■ Selected text:
━━━━━━
Seasons of Motherhood
I can't title this as a letter, as a "Dear ____", as a painful series of sentences designed to make me reflect and feel pain. My children are cells that have not yet divided into fetuses, into little versions of myself, into generational trauma and sticky fingers that reach for an absentee mother.
I suppose this not-letter has to be abstract, because that's what my children are to me, what my relationships with my mother is - a once and future cloud that erupts into thunder when I'm asked, "Do you want children?"
There is nothing quite like dreams to keep me going, nothing quite like hope to inspire a future with a son or daughter.
Life is hard. It's a series of rejections, sickness, and bills to pay. It is a series of rock-bottoms, or maybe that's just what I've experienced.
Can I let my failures as a human being already cloud my perception of motherhood? Will my children suffer for having me as a mother, for watching me reach for something other than their love when I'm down and out, aching for a substance to heal me when family is right in front of me?
I would want more for my children. I want them to be happy, to experience life to the fullest. To hit rock bottom, and instead of bottoming out, to see it like the seasons. A spring of blossoms, rain that creates new life but does not wash away our lessons learned. A summer that does not scorch old terrain and make us want to obliterate pain, but makes generational trauma come out behind shadows; the sepia light reflecting off only what is there to be physically seen, and not just psychically felt.
I want more. I know there is life beyond pain, and I would want that for anyone, whether or not they share my DNA.
I am going to end this not-letter by saying that I am in love with life, but not in the same way a mother loves her child - in a fragmented way, in an autumn of sorrow, in a winter that lightly coats everything in snow and melts away to uncover the peace I so desperately crave for myself.
━━━━━━
■ Study material:
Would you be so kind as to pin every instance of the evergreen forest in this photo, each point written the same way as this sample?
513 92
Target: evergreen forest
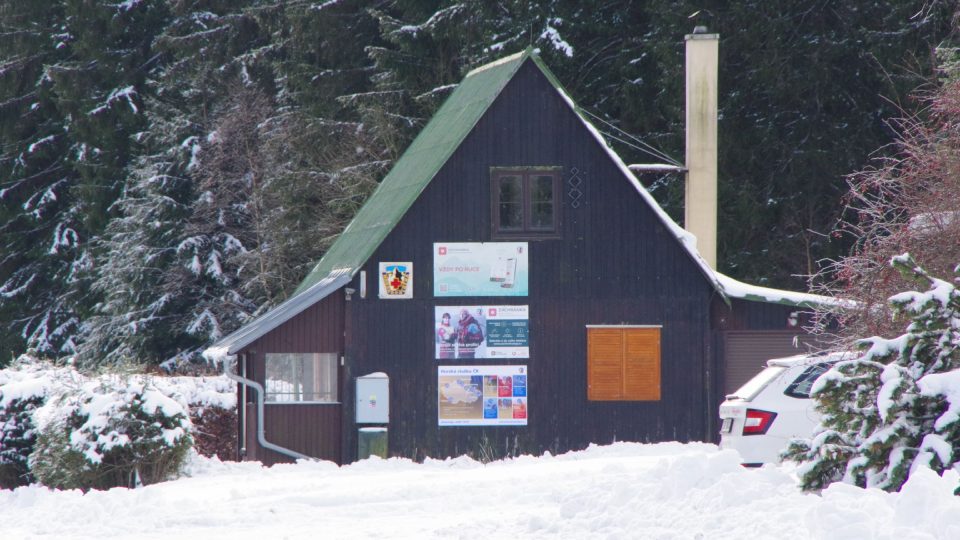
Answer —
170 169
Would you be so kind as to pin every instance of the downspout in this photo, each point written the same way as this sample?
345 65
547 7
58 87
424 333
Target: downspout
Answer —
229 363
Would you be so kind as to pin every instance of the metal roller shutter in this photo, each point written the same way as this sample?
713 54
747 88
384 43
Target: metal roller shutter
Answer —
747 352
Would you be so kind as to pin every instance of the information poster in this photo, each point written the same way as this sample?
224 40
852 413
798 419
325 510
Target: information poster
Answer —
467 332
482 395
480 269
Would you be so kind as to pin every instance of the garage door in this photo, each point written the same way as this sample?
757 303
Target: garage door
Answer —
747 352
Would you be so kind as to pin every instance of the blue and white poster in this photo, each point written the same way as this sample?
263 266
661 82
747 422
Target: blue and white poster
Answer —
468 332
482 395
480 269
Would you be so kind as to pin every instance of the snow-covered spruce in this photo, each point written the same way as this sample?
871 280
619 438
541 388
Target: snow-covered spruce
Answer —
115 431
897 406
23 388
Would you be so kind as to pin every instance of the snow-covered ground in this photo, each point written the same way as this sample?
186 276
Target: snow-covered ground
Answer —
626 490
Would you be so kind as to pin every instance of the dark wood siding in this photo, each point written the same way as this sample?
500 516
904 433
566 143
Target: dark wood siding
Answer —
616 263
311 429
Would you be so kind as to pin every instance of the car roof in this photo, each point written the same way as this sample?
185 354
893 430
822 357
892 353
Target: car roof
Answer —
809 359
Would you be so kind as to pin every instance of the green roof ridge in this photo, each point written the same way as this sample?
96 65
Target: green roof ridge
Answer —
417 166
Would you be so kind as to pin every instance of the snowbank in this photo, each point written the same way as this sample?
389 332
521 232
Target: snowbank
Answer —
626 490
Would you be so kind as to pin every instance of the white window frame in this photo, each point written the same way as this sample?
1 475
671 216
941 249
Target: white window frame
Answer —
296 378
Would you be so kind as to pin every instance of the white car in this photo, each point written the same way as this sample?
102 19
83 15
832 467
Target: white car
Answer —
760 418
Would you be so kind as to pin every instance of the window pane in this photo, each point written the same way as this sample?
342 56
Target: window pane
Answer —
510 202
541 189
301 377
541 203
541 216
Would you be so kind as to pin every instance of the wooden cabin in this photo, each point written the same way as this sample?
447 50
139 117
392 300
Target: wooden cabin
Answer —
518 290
━━━━━━
■ Work instruction A:
Decide whether each statement agrees with the motherhood essay, answering yes or no and quoting the words of the essay that settle it: (i) The writer calls life a series of rejections, sickness, and bills to pay. (ii) The writer already has children. (iii) The writer wants a life beyond pain only for people who share the writer's DNA.
■ Work instruction B:
List every season of the year that the motherhood essay names.

■ Expected output A:
(i) Yes: "It's a series of rejections, sickness, and bills to pay."
(ii) No: "My children are cells that have not yet divided into fetuses"
(iii) No: "I would want that for anyone, whether or not they share my DNA."

■ Expected output B:
spring, summer, autumn, winter